= Objetivo A =
Indica, por favor, si cada una de estas afirmaciones coincide con el extracto, respondiendo sí o no y citando literalmente las palabras del extracto que lo deciden: (i) La costumbre de vivir es el primer tomo de las memorias de José Manuel Caballero Bonald. (ii) La Historia completa de un país o una ciudad es la de cada una de las personas que lo habitan y lo habitaron. (iii) La pregunta sobre qué le pasó a cada uno en cada calle nunca tiene respuesta.
= Objetivo B =
Reproduce el tramo del extracto que comienza con las palabras "No siempre, porque" y termina con "esa uve mayúscula.", sustituyendo "los bares" por "las tabernas".

= Extracto de la página =
──────

La palabra Historia se escribe con mayúscula, como todo lo que no se puede comprender, lo que tiene tantas ramificaciones, afluentes y trastiendas que resulta inabarcable: Libertad, Dios, Justicia, María, Antonio, Cielo, Infierno. Cuando hablamos de la Historia de un país o de una ciudad nos referimos a una serie de acontecimientos ensordecedores y fechas solemnes, hablamos de banderas que arden, torres que caen y castillos que se alzan, de príncipes que huyen y ejércitos que se acercan, pero sabemos que eso es muy poco, que es sólo la parte de arriba de las cosas, la mera superficie del río. La Historia de un país o una ciudad, su Historia completa, de Norte a Sur y de dentro afuera, es la de cada una de las personas que los habitan y los habitaron. ¿Qué le pasó a cada uno en cada calle, en cada casa, en cada parque público? Parece una pregunta sin respuesta y a menudo lo es, pero no siempre.

No siempre, porque existen libros como La costumbre de vivir, el segundo tomo, recién publicado, de las memorias del poeta y novelista José Manuel Caballero Bonald en los que uno puede mirar hacia el pasado y ver la Vida, escrita también, en esta ocasión, con una categórica uve mayúscula. Cualquiera que conozca a Pepe Caballero sabe con qué decisión ha peleado, de noche y de día, en casa y en los bares, por conquistar esa uve mayúscula.

──────

= Material recopilado =
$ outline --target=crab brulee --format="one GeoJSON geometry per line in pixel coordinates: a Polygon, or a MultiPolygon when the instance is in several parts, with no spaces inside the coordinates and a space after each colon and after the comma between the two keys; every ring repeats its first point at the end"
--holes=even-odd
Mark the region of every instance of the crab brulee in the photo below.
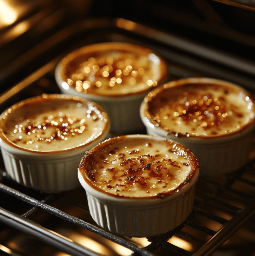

──────

= Respuesta completa A =
(i) No: "el segundo tomo, recién publicado, de las memorias del poeta y novelista José Manuel Caballero Bonald".
(ii) Sí: "La Historia de un país o una ciudad, su Historia completa, de Norte a Sur y de dentro afuera, es la de cada una de las personas que los habitan y los habitaron."
(iii) No: "Parece una pregunta sin respuesta y a menudo lo es, pero no siempre."

= Respuesta completa B =
No siempre, porque existen libros como La costumbre de vivir, el segundo tomo, recién publicado, de las memorias del poeta y novelista José Manuel Caballero Bonald en los que uno puede mirar hacia el pasado y ver la Vida, escrita también, en esta ocasión, con una categórica uve mayúscula. Cualquiera que conozca a Pepe Caballero sabe con qué decisión ha peleado, de noche y de día, en casa y en las tabernas, por conquistar esa uve mayúscula.